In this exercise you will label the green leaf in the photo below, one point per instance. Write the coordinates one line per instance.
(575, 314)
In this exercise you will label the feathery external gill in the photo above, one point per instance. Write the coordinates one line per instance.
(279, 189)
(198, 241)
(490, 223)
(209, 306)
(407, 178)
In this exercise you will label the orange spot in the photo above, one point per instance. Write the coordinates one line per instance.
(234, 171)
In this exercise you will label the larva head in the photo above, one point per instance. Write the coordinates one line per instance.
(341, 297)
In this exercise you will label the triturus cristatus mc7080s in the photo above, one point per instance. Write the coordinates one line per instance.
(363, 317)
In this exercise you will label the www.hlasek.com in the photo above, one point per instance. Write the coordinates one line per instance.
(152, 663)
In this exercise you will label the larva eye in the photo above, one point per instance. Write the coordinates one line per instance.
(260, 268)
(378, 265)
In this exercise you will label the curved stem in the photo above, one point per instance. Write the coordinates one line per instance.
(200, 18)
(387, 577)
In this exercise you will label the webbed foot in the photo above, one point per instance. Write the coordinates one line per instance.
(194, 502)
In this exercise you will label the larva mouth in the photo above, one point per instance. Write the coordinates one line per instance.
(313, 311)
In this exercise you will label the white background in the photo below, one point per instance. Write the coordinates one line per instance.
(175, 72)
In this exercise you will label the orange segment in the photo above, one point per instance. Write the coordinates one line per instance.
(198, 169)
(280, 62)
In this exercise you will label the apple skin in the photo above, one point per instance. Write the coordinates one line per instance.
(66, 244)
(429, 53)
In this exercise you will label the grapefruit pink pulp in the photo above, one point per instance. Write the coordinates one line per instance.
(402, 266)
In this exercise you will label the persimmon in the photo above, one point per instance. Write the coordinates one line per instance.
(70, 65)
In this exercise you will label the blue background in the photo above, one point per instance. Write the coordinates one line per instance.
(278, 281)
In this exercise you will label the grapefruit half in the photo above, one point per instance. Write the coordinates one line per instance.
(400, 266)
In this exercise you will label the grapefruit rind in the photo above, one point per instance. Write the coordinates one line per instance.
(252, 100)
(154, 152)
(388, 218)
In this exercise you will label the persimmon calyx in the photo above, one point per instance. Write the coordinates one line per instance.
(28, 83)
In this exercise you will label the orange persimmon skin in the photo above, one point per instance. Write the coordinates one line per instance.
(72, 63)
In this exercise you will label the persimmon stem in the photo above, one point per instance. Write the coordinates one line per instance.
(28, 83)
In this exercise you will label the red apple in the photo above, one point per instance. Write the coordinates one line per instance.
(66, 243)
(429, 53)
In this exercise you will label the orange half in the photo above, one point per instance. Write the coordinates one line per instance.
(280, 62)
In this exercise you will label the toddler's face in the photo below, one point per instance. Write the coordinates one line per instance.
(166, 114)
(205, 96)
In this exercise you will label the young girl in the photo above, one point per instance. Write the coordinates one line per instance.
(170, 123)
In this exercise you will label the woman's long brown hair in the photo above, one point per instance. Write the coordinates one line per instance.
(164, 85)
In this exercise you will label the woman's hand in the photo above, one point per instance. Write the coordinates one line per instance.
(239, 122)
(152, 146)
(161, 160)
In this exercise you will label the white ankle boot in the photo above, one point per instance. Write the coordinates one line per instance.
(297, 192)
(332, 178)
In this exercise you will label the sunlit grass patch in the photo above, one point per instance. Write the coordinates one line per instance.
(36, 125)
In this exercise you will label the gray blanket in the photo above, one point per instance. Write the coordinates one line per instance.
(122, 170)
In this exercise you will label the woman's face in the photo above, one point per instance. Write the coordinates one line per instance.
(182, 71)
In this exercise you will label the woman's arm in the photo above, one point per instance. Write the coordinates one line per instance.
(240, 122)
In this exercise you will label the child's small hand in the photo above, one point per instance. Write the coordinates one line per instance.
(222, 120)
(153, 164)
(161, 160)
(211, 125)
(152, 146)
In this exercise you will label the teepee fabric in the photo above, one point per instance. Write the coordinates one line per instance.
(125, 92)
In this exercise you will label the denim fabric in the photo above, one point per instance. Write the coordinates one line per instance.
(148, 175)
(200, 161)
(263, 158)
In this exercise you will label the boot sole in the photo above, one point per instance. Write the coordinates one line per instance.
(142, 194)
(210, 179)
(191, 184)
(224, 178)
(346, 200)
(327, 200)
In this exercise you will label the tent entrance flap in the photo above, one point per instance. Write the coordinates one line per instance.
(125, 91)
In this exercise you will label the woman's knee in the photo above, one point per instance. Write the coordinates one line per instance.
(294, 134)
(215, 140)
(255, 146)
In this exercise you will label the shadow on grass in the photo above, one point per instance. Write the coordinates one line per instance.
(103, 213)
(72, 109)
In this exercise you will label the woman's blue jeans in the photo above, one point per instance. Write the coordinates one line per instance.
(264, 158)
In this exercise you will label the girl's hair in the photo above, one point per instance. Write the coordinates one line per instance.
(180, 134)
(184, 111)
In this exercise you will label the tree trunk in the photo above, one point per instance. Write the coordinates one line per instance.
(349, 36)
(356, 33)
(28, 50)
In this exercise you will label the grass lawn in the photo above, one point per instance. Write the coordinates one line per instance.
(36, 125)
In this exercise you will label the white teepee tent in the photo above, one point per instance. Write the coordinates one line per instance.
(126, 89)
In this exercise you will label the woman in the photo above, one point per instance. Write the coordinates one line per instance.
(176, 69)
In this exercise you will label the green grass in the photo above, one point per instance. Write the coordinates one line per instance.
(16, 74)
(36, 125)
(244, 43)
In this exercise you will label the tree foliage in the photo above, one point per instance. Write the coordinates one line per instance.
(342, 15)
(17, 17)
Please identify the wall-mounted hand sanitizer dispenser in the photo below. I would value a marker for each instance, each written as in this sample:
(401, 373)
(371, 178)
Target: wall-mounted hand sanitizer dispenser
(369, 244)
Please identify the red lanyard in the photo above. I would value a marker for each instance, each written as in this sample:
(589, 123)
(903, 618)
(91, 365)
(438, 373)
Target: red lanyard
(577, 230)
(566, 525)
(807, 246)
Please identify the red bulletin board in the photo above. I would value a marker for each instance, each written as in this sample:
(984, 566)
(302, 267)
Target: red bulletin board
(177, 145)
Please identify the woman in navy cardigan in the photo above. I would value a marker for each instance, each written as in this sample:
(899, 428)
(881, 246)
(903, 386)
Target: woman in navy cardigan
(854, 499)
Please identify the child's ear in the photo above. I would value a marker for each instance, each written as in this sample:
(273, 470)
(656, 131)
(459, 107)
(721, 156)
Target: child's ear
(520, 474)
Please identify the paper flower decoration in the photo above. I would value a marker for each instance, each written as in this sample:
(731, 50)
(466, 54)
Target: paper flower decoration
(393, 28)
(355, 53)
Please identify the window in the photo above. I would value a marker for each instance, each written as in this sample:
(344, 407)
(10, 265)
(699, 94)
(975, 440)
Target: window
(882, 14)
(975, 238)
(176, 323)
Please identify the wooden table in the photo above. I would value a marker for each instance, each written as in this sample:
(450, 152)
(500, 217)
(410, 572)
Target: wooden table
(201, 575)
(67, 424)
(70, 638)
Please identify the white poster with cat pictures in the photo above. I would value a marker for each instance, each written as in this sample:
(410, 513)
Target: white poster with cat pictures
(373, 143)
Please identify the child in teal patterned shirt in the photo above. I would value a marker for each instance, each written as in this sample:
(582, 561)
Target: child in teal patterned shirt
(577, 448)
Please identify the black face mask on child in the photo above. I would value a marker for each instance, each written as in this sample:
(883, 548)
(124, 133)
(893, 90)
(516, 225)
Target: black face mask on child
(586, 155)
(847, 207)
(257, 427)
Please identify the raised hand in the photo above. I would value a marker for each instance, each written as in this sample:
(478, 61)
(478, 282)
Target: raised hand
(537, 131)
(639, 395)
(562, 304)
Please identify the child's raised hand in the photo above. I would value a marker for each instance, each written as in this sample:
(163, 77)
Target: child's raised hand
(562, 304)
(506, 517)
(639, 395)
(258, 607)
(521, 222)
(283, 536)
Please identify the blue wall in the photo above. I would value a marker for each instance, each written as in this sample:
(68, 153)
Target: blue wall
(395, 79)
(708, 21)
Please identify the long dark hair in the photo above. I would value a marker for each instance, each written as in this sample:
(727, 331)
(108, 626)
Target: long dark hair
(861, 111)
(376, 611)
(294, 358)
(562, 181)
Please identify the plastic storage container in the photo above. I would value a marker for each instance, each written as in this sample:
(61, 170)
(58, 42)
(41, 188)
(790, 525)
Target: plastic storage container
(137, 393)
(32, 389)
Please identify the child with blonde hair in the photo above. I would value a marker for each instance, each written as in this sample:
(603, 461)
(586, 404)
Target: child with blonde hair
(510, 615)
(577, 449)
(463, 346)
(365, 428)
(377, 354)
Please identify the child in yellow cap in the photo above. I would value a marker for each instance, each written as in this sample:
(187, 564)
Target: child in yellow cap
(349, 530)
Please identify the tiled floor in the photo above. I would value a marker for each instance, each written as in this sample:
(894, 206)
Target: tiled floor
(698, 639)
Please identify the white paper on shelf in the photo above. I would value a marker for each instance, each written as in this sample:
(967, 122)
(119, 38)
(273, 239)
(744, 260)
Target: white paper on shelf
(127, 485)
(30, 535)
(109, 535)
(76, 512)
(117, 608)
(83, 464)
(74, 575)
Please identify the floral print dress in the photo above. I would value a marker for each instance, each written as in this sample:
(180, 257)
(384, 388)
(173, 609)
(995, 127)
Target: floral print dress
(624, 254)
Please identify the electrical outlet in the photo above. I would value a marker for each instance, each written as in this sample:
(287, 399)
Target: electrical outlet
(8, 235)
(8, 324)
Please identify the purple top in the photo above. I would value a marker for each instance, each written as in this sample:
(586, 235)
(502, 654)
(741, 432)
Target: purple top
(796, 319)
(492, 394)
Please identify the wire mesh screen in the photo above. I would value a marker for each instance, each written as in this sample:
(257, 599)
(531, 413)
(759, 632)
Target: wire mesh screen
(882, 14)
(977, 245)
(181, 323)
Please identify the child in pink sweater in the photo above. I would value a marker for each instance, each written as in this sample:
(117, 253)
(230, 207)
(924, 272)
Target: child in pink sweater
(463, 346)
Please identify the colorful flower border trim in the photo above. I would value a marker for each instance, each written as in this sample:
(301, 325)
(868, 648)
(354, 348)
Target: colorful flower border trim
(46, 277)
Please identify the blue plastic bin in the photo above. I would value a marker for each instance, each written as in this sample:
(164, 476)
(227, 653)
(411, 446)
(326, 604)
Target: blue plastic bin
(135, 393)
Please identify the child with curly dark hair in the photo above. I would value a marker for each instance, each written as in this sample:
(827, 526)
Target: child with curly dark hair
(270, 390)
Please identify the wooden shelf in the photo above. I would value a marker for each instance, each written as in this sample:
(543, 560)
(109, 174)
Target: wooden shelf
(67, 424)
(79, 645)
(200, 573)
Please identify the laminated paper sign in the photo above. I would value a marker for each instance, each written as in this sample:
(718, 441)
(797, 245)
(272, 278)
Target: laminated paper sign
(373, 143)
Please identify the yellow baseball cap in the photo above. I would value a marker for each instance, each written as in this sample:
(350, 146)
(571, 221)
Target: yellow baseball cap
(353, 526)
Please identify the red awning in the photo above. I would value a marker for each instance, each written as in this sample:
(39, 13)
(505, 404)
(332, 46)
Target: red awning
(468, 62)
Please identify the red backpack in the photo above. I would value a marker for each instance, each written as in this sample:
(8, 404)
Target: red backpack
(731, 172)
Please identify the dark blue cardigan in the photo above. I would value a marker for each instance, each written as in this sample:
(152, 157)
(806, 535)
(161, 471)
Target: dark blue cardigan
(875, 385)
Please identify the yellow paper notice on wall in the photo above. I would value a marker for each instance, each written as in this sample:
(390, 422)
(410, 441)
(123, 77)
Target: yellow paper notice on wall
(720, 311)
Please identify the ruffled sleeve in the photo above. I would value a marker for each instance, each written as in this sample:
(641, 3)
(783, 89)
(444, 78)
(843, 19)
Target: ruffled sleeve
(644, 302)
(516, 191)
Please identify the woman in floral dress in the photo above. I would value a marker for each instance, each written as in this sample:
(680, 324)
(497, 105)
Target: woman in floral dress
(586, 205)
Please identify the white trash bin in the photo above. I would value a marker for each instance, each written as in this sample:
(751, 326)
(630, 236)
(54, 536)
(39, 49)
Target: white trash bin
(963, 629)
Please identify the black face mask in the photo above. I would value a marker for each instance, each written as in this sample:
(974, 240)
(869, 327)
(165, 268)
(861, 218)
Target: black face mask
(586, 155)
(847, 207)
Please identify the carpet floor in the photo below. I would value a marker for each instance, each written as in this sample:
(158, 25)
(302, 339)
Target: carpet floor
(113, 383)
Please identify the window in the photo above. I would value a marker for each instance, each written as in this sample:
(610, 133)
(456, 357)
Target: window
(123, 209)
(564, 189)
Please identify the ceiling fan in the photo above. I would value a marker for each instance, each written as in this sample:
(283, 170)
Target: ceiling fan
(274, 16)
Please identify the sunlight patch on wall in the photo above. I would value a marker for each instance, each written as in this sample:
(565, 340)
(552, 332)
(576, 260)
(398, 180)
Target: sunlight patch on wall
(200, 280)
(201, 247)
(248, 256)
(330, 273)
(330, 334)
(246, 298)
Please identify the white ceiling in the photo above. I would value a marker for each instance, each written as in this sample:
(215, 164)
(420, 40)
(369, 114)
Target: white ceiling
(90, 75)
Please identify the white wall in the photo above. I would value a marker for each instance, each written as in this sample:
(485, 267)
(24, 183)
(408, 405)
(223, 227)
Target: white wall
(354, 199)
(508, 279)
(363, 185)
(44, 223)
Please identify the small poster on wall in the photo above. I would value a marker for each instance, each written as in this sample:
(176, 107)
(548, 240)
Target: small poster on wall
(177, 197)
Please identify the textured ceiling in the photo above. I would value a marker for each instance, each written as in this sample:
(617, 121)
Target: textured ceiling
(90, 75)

++++++++

__ACTION ITEM__
Only one stretch of the data is wanted: the lines from the one with "Please identify the white wall" through the last, repeated exactly.

__RESPONSE__
Please identify the white wall in the photo above. I would value a marker for each instance, each written as in this sample:
(485, 267)
(24, 183)
(408, 405)
(223, 227)
Target: white wall
(354, 199)
(508, 279)
(363, 185)
(44, 223)
Please identify the small poster on wall in the photo above. I would value a marker for each instance, each written as in this sample:
(176, 107)
(548, 240)
Target: small poster on wall
(177, 197)
Please identify the textured ceiling in the photo above. I would value a marker for each instance, each written as in this sample:
(617, 121)
Target: textured ceiling
(90, 75)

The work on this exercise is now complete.